## WORK TO COMPLETE
Convert the listing lines from the line with "Find the moth shadow;" up to and including the line with "pixel 247 290" into a JSON list of strings, one string per line, leaving out any blank lines.

[Dataset rows]
* * * *
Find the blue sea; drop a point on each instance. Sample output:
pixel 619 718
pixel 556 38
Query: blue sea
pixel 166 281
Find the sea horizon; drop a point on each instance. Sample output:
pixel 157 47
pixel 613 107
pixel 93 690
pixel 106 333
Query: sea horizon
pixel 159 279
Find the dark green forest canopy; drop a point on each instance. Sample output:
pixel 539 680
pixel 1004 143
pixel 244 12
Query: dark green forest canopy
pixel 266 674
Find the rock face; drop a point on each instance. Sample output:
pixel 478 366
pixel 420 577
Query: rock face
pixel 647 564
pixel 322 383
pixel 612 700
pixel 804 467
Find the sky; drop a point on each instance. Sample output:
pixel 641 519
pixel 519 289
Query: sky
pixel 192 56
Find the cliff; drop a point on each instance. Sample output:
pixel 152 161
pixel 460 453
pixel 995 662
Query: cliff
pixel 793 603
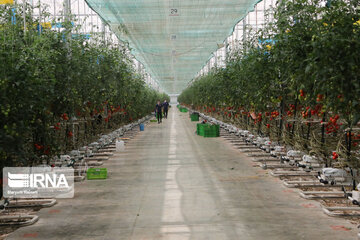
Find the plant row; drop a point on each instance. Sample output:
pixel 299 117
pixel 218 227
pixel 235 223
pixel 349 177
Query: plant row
pixel 57 92
pixel 297 81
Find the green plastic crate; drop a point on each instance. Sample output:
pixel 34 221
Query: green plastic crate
pixel 194 117
pixel 96 173
pixel 207 130
pixel 183 109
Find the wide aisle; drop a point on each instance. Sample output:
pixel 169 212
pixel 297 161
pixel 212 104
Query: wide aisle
pixel 172 184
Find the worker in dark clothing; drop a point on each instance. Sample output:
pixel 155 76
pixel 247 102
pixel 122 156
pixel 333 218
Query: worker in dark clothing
pixel 166 108
pixel 158 111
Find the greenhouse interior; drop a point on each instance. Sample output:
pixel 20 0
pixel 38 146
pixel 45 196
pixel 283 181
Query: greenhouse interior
pixel 180 119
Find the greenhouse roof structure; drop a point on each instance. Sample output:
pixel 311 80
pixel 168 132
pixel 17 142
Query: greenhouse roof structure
pixel 172 38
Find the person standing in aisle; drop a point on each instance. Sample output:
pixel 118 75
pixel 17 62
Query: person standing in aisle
pixel 158 111
pixel 166 108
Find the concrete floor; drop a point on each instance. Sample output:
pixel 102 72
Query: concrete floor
pixel 172 184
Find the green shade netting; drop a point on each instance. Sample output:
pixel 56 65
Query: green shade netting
pixel 172 38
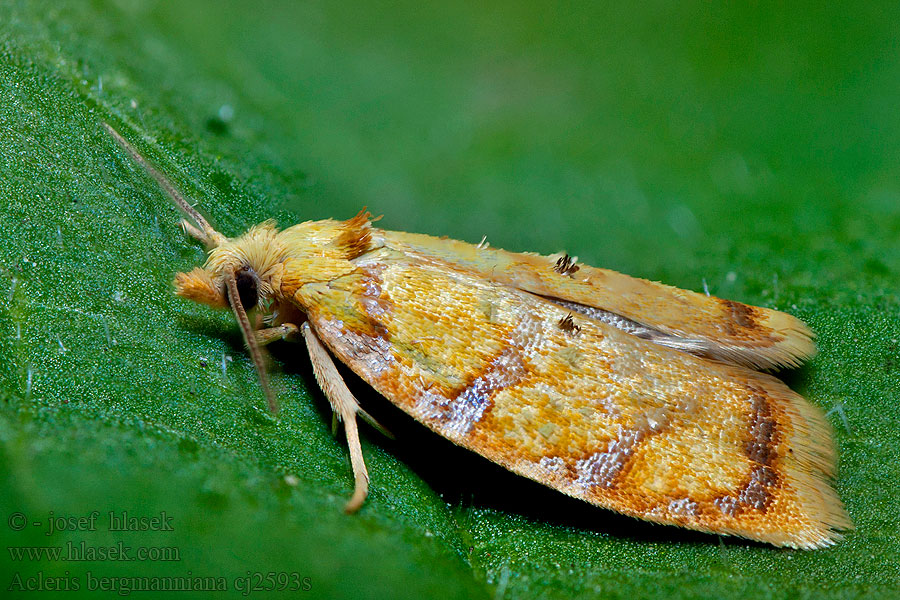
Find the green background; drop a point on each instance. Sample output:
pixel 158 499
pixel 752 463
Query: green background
pixel 752 150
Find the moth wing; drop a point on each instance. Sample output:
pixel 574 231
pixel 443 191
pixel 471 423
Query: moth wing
pixel 730 331
pixel 582 406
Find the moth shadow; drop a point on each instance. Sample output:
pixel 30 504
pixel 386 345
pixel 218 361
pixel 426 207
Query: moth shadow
pixel 469 481
pixel 461 477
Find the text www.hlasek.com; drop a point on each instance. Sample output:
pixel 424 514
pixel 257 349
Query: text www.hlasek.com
pixel 82 551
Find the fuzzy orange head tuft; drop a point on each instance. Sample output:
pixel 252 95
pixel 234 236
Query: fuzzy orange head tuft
pixel 199 287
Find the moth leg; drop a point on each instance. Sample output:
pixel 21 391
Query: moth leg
pixel 345 407
pixel 287 331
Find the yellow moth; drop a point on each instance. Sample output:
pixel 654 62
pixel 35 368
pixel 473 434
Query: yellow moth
pixel 628 394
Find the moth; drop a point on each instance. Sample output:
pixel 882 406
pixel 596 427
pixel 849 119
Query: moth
pixel 631 395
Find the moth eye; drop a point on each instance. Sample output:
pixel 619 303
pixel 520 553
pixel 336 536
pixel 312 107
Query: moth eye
pixel 247 290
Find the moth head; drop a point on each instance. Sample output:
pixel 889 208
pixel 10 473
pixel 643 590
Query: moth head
pixel 239 273
pixel 254 262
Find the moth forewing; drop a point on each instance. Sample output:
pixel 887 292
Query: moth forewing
pixel 583 379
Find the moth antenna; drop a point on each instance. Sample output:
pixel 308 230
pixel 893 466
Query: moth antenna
pixel 250 340
pixel 204 232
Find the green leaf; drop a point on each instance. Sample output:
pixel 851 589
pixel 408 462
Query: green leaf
pixel 753 151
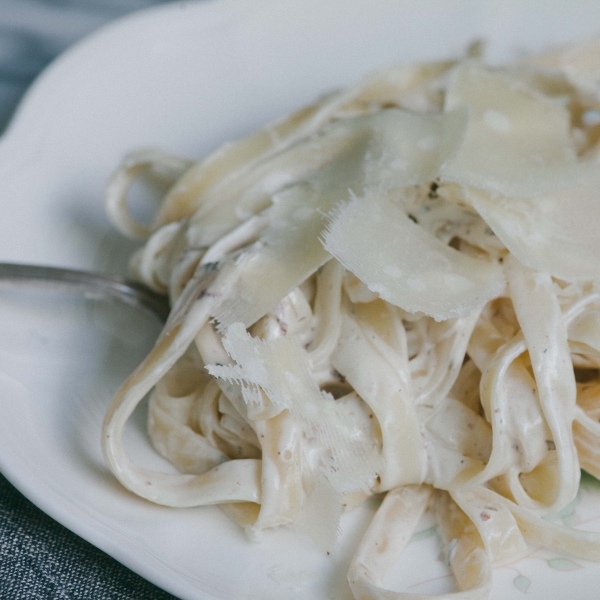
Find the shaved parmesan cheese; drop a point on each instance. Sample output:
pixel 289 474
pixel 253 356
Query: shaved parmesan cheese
pixel 553 233
pixel 518 142
pixel 349 458
pixel 406 265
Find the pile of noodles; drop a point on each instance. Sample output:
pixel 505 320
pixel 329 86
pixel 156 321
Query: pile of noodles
pixel 395 289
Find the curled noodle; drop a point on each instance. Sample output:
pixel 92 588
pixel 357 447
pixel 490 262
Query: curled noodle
pixel 381 294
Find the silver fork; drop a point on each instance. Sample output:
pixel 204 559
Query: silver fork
pixel 90 285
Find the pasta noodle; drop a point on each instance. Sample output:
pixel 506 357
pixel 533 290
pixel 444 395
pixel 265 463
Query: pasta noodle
pixel 393 291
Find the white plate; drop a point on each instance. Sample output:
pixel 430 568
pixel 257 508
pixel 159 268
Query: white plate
pixel 187 77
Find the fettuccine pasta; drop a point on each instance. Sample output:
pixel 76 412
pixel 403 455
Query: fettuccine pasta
pixel 393 291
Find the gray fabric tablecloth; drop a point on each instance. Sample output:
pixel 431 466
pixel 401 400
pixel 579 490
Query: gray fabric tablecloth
pixel 40 559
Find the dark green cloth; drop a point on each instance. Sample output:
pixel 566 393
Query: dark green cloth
pixel 42 560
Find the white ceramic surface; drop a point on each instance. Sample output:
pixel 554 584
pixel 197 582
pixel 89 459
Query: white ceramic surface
pixel 187 77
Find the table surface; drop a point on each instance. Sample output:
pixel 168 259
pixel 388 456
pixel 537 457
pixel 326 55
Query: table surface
pixel 40 559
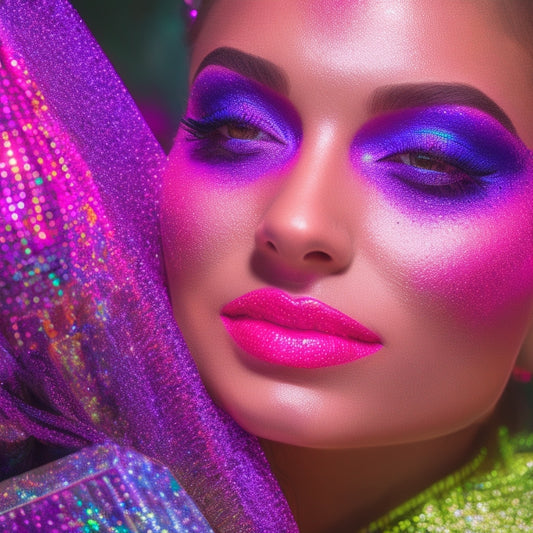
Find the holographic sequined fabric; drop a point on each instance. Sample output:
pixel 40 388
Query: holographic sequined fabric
pixel 104 489
pixel 90 351
pixel 493 493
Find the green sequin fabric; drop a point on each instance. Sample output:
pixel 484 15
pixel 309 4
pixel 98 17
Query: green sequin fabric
pixel 492 493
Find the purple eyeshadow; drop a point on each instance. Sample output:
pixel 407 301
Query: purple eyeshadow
pixel 219 98
pixel 488 161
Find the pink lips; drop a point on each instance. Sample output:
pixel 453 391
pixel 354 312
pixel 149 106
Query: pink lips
pixel 296 332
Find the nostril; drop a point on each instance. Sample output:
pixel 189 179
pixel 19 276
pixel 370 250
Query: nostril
pixel 318 256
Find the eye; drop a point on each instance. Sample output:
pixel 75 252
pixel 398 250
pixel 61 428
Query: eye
pixel 244 132
pixel 424 161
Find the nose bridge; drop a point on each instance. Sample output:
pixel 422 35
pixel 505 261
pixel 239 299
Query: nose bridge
pixel 307 224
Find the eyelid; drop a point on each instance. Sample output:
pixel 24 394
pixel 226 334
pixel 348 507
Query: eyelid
pixel 255 117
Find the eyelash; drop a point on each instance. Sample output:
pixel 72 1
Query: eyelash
pixel 465 174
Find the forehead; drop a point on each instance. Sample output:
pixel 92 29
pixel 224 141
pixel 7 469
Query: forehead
pixel 344 48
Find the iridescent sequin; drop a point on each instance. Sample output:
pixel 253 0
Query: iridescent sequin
pixel 105 489
pixel 494 492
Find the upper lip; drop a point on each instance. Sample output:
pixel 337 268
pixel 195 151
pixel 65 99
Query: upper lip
pixel 304 313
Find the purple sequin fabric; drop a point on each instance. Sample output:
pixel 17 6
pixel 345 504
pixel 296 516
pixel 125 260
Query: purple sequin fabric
pixel 101 489
pixel 90 351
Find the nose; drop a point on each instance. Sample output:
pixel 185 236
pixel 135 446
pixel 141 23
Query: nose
pixel 307 227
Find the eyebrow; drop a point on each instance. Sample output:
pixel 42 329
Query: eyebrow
pixel 395 97
pixel 248 65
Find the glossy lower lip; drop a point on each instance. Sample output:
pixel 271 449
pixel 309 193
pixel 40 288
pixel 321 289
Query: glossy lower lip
pixel 296 332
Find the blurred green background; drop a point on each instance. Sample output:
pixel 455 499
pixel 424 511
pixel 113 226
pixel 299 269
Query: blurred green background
pixel 145 42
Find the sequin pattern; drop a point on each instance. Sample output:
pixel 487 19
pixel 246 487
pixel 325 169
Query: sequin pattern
pixel 494 492
pixel 104 488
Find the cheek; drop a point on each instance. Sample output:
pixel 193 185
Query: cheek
pixel 204 218
pixel 475 270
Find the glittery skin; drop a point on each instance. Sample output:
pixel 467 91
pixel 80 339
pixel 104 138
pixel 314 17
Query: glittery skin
pixel 103 488
pixel 494 492
pixel 91 351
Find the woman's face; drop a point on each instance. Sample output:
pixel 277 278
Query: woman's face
pixel 348 216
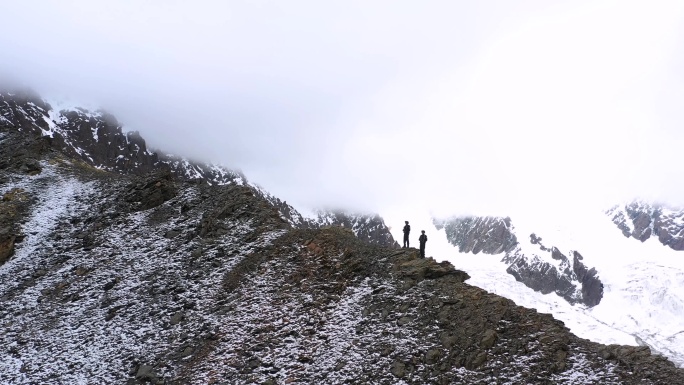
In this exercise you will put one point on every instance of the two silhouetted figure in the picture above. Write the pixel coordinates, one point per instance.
* * * *
## RESULT FOR THIS EXERCISE
[
  "Find the moth shadow; drop a point on each instance. Sample output:",
  "pixel 30 504",
  "pixel 386 345",
  "pixel 218 361",
  "pixel 426 207",
  "Query: moth shadow",
  "pixel 469 481",
  "pixel 461 477",
  "Find the text www.hlasek.com; drop a point on each instance. Sample output:",
  "pixel 424 514",
  "pixel 257 349",
  "Query: text www.hlasek.com",
  "pixel 82 551",
  "Find the fuzzy orange head tuft; drop a point on each instance. Sample output:",
  "pixel 252 95",
  "pixel 234 236",
  "Query: fuzzy orange head tuft",
  "pixel 199 287",
  "Find the moth leg; drop a point on each instance. Sample output:",
  "pixel 21 391",
  "Query: moth leg",
  "pixel 345 407",
  "pixel 287 331",
  "Find the yellow moth; drop a point on each instance. Sample output:",
  "pixel 654 62",
  "pixel 35 368",
  "pixel 473 434",
  "Query: yellow moth",
  "pixel 628 394",
  "Find the moth; drop a point on each instance. Sample output:",
  "pixel 882 406",
  "pixel 596 427",
  "pixel 849 119",
  "Query: moth",
  "pixel 631 395",
  "Find the moth eye; drop a point on each instance. Sample output:",
  "pixel 619 303",
  "pixel 520 553",
  "pixel 336 536",
  "pixel 312 107",
  "Query: moth eye",
  "pixel 247 290"
]